#### TASK TO COMPLETE
Reproduce all the data verbatim.

/---

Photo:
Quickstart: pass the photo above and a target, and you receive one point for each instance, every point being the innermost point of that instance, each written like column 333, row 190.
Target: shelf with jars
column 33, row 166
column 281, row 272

\---

#### WRITTEN ANSWER
Photo:
Quickstart: pass the photo above and a target, and you receive one point for each instance, every point being the innermost point of that instance, each written like column 333, row 190.
Target: shelf with jars
column 33, row 166
column 281, row 272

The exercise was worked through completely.